Görev Koşulları:
1. Oyuncaklar üzerine metinde "Sabi iken favori" ile "gerçeklikten aşırı kopuktu." arasındaki bölümü, iki uç da dahil olmak üzere harfi harfine yinele.
2. Oyuncaklar üzerine metinde İngilizce öğrenemediğinden yakınan kişilerin ağzından aktarılan sözde, dil öğrenmek için yapılan şeyleri sırala.

Metin Bölümü:
◇ ◇ ◇ ◇ ◇
Oluyor mu? Unutuyor mu insan oyuncakları ile geçirmiş olduğu zamanları? Konu detay. Ve bir o kadar da mühim. 

Bir insan evladının gelişimini şekillendiren ana unsurlardan biri çocukluk döneminde yanından ayırmadığı objelerdir. Yani oyuncaklar. Bu oyuncaklardır ki çocuğun kabiliyetlerini keşfetmesinde öncül rol üstlenmektedirler. 

Sabi iken favori oyuncaklarım arasında polis arabaları vardı. Polis arabalarımla farklı araçları takip edip yakalamayı severdim. Polis arabalarımın neredeyse hepsinin üzerinde “Police” yazardı. İngilizce yani.  

Ben anadil seviyesinde İngilizce konuşan biri olarak oyuncakta yabancı dil kullanımından şikayet etmeyeceğim. Şikayet edeceğim mevzu Türkçesi’nin olmayışı. Gerçekten de çocukken oyun oynarken kendimi hayale kaptırmakta zorlanırdım. Ki hepimiz biliriz ki oyun gerçektir. Oynayana oyunun Dünyası gerçek Alemdir. Bu sebeple hayallerin bile bazı gerçeklikler üzerine kurulu olması gerekir. Bir Türk çocuğu olarak üzerinde “Police” yazılı oyuncakla kendimi oyuna kaptırmakta zorlanıyordum. Çünkü bu gerçeklikten aşırı kopuktu.  

Konu yabancı dil konuşmak değil. Birçok kimse İngilizce öğrenememekten yakınıyor. “Kurslara yazıldım, kitap serileri aldım, özel hocadan ders aldım… Bir türlü olmuyor.” Yazık. Sebep aslında çok açık: Yabancı dil öğrenmeden evvel o yabancı dili kullanacağın alanı belirlemek gerekir. Hayatında İngilizce konuşacağın kimse yoksa İngilizce’yi vücudun reddeder. Eğer kullanım alanın varsa şıp diye öğrenirsin.
◇ ◇ ◇ ◇ ◇
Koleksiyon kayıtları
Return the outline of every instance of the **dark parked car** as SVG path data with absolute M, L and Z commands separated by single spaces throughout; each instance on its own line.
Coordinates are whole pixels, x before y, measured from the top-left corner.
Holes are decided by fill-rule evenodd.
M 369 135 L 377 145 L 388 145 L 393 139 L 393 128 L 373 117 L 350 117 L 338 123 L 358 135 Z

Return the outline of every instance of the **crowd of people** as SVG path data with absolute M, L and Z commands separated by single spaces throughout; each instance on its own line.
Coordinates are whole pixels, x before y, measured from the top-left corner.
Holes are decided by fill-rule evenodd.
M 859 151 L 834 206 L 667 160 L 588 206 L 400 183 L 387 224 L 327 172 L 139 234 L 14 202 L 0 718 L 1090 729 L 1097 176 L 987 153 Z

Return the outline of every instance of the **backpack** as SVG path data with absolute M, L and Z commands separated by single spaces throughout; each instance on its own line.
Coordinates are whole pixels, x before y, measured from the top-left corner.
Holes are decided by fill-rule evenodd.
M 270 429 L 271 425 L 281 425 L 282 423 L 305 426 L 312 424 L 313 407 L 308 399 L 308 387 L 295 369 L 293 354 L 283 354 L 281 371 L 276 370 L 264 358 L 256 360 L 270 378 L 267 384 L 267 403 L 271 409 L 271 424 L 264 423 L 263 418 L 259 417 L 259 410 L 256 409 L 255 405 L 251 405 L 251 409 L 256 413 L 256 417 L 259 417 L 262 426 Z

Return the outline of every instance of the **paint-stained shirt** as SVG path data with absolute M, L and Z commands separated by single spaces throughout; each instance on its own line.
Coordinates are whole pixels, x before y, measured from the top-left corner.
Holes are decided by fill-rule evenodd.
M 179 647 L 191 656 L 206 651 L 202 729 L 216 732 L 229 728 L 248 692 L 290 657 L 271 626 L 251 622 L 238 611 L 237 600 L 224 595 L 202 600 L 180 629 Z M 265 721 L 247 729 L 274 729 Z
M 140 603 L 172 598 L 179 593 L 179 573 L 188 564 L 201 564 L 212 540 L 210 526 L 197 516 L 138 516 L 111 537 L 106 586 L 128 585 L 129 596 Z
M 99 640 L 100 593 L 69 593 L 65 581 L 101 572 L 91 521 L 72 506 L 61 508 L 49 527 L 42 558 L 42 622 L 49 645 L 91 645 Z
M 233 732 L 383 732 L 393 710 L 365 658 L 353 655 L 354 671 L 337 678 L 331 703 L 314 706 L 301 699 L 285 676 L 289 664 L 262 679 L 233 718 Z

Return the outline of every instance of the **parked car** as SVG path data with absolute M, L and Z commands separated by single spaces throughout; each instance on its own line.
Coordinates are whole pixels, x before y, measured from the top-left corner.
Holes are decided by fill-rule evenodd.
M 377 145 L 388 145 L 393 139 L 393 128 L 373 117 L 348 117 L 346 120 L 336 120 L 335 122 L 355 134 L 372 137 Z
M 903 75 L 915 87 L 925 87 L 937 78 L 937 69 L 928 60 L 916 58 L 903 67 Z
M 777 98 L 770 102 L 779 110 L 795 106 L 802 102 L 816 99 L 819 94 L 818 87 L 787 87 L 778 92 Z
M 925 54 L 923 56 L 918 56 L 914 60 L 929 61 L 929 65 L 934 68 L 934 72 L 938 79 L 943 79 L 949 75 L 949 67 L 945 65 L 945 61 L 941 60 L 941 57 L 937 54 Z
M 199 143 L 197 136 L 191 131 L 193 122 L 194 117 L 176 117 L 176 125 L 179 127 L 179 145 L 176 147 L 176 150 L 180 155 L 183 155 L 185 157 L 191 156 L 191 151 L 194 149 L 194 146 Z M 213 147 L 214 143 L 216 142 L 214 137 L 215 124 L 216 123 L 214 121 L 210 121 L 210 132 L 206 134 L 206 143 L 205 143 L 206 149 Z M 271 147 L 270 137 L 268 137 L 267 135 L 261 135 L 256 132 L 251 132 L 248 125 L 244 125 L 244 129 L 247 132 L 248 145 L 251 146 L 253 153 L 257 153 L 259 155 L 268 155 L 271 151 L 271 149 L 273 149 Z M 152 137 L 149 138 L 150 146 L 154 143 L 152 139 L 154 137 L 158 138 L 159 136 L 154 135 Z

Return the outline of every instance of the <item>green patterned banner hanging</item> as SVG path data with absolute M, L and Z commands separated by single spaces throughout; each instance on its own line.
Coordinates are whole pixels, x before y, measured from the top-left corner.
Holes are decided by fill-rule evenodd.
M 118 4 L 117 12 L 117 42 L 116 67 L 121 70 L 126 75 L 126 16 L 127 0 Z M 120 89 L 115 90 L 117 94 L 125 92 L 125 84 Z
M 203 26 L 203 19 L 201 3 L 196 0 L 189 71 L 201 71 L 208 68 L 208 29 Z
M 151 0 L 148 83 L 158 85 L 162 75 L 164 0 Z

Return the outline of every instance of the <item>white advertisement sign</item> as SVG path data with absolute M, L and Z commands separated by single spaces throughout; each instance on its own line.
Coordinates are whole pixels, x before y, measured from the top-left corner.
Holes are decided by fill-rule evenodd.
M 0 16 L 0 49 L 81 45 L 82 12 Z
◇ ◇ ◇ ◇ ◇
Görevlere Göre Çözümler:
1.
Sabi iken favori oyuncaklarım arasında polis arabaları vardı. Polis arabalarımla farklı araçları takip edip yakalamayı severdim. Polis arabalarımın neredeyse hepsinin üzerinde “Police” yazardı. İngilizce yani.  

Ben anadil seviyesinde İngilizce konuşan biri olarak oyuncakta yabancı dil kullanımından şikayet etmeyeceğim. Şikayet edeceğim mevzu Türkçesi’nin olmayışı. Gerçekten de çocukken oyun oynarken kendimi hayale kaptırmakta zorlanırdım. Ki hepimiz biliriz ki oyun gerçektir. Oynayana oyunun Dünyası gerçek Alemdir. Bu sebeple hayallerin bile bazı gerçeklikler üzerine kurulu olması gerekir. Bir Türk çocuğu olarak üzerinde “Police” yazılı oyuncakla kendimi oyuna kaptırmakta zorlanıyordum. Çünkü bu gerçeklikten aşırı kopuktu.

2.
- Kurslara yazılmak
- Kitap serileri almak
- Özel hocadan ders almak